**Problem statement:** Print all entries below exactly, without images.

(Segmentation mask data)
===============

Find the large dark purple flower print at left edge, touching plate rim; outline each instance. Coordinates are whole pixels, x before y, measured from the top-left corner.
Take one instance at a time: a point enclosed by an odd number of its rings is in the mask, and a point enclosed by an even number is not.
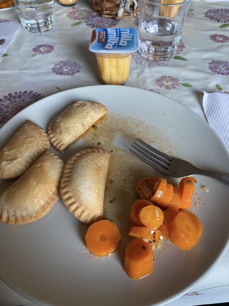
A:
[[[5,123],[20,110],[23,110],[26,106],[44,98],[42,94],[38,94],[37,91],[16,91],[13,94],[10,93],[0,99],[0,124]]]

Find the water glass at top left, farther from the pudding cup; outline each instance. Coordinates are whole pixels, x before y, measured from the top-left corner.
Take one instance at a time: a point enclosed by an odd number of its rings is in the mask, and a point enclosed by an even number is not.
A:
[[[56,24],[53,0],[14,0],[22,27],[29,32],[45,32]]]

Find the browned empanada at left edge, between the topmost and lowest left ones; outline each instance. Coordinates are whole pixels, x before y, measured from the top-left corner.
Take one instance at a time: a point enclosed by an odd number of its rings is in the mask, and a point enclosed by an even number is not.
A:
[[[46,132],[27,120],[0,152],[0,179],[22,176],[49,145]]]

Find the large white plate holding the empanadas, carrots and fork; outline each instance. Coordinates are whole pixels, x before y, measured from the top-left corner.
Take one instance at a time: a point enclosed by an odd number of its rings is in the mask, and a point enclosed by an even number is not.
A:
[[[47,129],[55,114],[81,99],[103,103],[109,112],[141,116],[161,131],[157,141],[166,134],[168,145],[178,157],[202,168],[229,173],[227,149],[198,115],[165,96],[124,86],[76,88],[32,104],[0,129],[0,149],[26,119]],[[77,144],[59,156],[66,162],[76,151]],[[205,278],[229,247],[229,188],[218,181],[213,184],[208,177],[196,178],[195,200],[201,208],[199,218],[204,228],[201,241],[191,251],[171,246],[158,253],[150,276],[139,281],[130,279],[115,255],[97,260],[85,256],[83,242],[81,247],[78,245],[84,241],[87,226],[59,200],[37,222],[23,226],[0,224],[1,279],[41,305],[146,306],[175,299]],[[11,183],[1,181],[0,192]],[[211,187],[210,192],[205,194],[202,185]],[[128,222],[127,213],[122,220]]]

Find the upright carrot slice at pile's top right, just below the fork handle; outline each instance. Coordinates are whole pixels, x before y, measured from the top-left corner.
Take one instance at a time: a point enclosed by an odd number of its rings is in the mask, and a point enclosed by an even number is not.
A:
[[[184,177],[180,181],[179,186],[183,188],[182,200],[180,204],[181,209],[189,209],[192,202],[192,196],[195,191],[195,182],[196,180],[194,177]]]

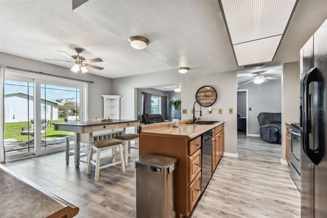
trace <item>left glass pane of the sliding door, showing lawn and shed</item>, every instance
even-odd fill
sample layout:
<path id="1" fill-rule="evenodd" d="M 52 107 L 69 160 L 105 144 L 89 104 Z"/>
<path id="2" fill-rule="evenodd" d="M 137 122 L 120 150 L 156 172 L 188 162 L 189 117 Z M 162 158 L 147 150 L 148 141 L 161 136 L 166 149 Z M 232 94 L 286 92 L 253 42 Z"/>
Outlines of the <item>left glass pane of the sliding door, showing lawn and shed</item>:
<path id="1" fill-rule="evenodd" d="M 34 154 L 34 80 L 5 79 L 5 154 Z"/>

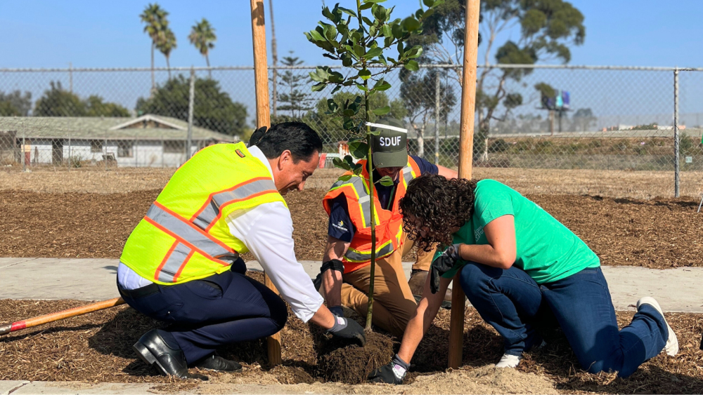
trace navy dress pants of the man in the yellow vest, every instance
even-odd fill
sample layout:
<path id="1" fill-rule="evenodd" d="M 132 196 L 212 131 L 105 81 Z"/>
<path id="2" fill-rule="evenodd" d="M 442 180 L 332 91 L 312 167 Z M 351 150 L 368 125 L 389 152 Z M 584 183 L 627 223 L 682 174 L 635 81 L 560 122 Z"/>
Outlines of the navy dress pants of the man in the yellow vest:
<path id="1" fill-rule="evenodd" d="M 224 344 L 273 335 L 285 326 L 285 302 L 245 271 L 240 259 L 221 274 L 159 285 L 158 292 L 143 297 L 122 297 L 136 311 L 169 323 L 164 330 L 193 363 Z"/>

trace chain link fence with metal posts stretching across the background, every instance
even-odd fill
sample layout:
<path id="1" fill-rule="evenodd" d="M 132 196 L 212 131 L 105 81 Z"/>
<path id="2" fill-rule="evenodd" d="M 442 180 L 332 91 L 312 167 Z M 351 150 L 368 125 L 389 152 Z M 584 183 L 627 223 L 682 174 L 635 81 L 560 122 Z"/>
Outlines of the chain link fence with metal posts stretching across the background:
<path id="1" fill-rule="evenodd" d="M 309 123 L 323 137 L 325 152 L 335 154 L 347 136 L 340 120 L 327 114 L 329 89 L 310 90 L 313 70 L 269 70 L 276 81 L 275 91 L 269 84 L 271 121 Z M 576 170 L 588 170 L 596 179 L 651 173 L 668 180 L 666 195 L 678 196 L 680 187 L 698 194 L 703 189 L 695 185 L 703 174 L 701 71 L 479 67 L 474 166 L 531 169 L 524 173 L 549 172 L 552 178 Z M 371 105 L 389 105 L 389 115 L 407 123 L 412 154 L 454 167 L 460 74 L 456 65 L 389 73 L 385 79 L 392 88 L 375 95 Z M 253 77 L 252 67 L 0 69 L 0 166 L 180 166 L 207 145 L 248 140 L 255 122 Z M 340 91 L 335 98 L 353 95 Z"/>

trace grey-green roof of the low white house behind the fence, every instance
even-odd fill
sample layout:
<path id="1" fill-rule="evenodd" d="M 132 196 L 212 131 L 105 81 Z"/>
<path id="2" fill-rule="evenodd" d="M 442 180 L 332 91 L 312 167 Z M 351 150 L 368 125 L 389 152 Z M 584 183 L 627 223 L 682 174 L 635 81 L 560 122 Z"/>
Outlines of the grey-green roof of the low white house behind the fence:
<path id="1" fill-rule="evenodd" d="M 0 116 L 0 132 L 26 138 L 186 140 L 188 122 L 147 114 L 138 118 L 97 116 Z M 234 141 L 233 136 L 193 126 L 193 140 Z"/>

===============

**Your solution:**
Find the large dark purple flower print at left edge, touching plate rim; outline each instance. Coordinates are whole pixels, x before y, measured from the top-left corner.
Take one instance at a time: a point enclosed by an odd number of its rings is in the mask, and a point enclosed by an even number is not.
A:
[[[5,123],[20,110],[23,110],[26,106],[44,98],[42,94],[38,94],[37,91],[16,91],[13,94],[10,93],[0,99],[0,124]]]

Find the water glass at top left, farther from the pudding cup; outline each instance. Coordinates are whole pixels, x before y, measured from the top-left corner.
Take one instance at a time: a point enclosed by an odd number of its rings is in the mask, and a point enclosed by an even number is not.
A:
[[[56,24],[53,0],[14,0],[22,27],[29,32],[45,32]]]

Find the browned empanada at left edge, between the topmost and lowest left ones; outline each instance. Coordinates are whole pixels, x before y, measured from the top-left corner.
Take one instance at a time: a point enclosed by an odd number of its rings is in the mask, and a point enclosed by an even number is not.
A:
[[[46,132],[27,120],[0,152],[0,179],[22,176],[49,145]]]

Find the large white plate holding the empanadas, carrots and fork; outline each instance. Coordinates are whole pixels, x before y, measured from the top-left corner.
Take one instance at a time: a point enclosed by an odd number of its rings is in the mask, and a point enclosed by an even number is not.
A:
[[[47,129],[55,114],[81,99],[103,103],[109,112],[141,116],[161,131],[157,141],[166,134],[168,145],[178,157],[202,168],[229,173],[227,149],[198,115],[165,96],[124,86],[76,88],[32,104],[0,129],[0,149],[26,119]],[[77,144],[59,156],[66,162],[76,151]],[[205,278],[229,247],[229,188],[218,181],[213,184],[208,177],[196,178],[195,200],[201,208],[199,218],[204,228],[201,241],[191,251],[171,246],[158,253],[150,276],[139,281],[130,279],[115,255],[97,260],[85,256],[83,242],[81,247],[78,245],[84,241],[87,226],[59,200],[37,222],[23,226],[0,224],[1,279],[41,305],[146,306],[175,299]],[[11,183],[1,181],[0,192]],[[211,187],[210,192],[205,194],[202,185]],[[128,222],[127,213],[122,220]]]

Find the upright carrot slice at pile's top right, just below the fork handle; outline each instance. Coordinates are whole pixels, x before y, measured from the top-left corner.
Take one instance at a time: a point enclosed by an odd number of its rings is in the mask, and a point enclosed by an even number is not.
A:
[[[184,177],[180,181],[179,186],[183,188],[182,200],[180,204],[181,209],[189,209],[192,202],[192,196],[195,191],[195,182],[196,180],[194,177]]]

trace <item>left glass pane of the sliding door, showing lawn and shed</item>, every instance
even-odd fill
sample layout:
<path id="1" fill-rule="evenodd" d="M 52 107 L 69 160 L 105 144 L 89 104 Z"/>
<path id="2" fill-rule="evenodd" d="M 137 122 L 120 150 L 156 172 L 188 162 L 189 117 Z M 162 158 L 147 150 L 148 141 L 161 136 L 166 149 Z M 232 94 L 286 92 L 253 42 Z"/>
Outlines of the <item>left glass pane of the sliding door, showing lawn and shed</item>:
<path id="1" fill-rule="evenodd" d="M 34 154 L 34 80 L 5 79 L 5 154 Z"/>

trace navy dress pants of the man in the yellow vest, every instance
even-odd fill
sample layout:
<path id="1" fill-rule="evenodd" d="M 132 196 L 212 131 L 105 81 Z"/>
<path id="2" fill-rule="evenodd" d="M 442 180 L 332 91 L 312 167 Z M 351 150 L 368 125 L 389 152 Z M 584 183 L 627 223 L 682 174 L 635 81 L 560 122 Z"/>
Outlines of the navy dress pants of the man in the yellow vest:
<path id="1" fill-rule="evenodd" d="M 224 344 L 273 335 L 285 326 L 285 302 L 245 271 L 240 259 L 221 274 L 159 285 L 158 292 L 143 297 L 122 297 L 136 311 L 169 323 L 164 330 L 193 363 Z"/>

trace chain link fence with metal posts stretching across the background, every instance
even-odd fill
sample layout:
<path id="1" fill-rule="evenodd" d="M 132 196 L 212 131 L 105 81 Z"/>
<path id="2" fill-rule="evenodd" d="M 442 180 L 332 91 L 312 167 Z M 351 150 L 368 125 L 389 152 Z M 584 183 L 627 223 L 682 174 L 635 81 L 560 122 Z"/>
Outlines of the chain link fence with metal posts stretching across the background:
<path id="1" fill-rule="evenodd" d="M 309 123 L 323 137 L 325 152 L 335 154 L 347 136 L 340 120 L 327 114 L 329 89 L 310 90 L 313 70 L 269 70 L 276 81 L 275 91 L 269 84 L 271 121 Z M 576 170 L 588 170 L 596 179 L 651 173 L 668 180 L 666 195 L 678 196 L 680 187 L 698 194 L 703 189 L 695 185 L 703 174 L 701 71 L 479 67 L 474 166 L 531 169 L 524 173 L 549 172 L 552 178 Z M 371 105 L 389 105 L 389 115 L 407 123 L 412 154 L 454 167 L 460 74 L 456 65 L 389 73 L 385 79 L 392 88 L 375 95 Z M 253 77 L 252 67 L 0 69 L 0 166 L 180 166 L 207 145 L 248 140 L 255 122 Z M 340 91 L 335 98 L 353 95 Z"/>

trace grey-green roof of the low white house behind the fence, every instance
even-odd fill
sample layout:
<path id="1" fill-rule="evenodd" d="M 132 196 L 212 131 L 105 81 Z"/>
<path id="2" fill-rule="evenodd" d="M 442 180 L 332 91 L 312 167 Z M 351 150 L 368 125 L 389 152 Z M 584 183 L 627 223 L 682 174 L 635 81 L 560 122 Z"/>
Outlines of the grey-green roof of the low white house behind the fence:
<path id="1" fill-rule="evenodd" d="M 0 116 L 0 132 L 26 138 L 186 140 L 188 122 L 147 114 L 138 118 L 97 116 Z M 234 141 L 233 136 L 193 126 L 193 140 Z"/>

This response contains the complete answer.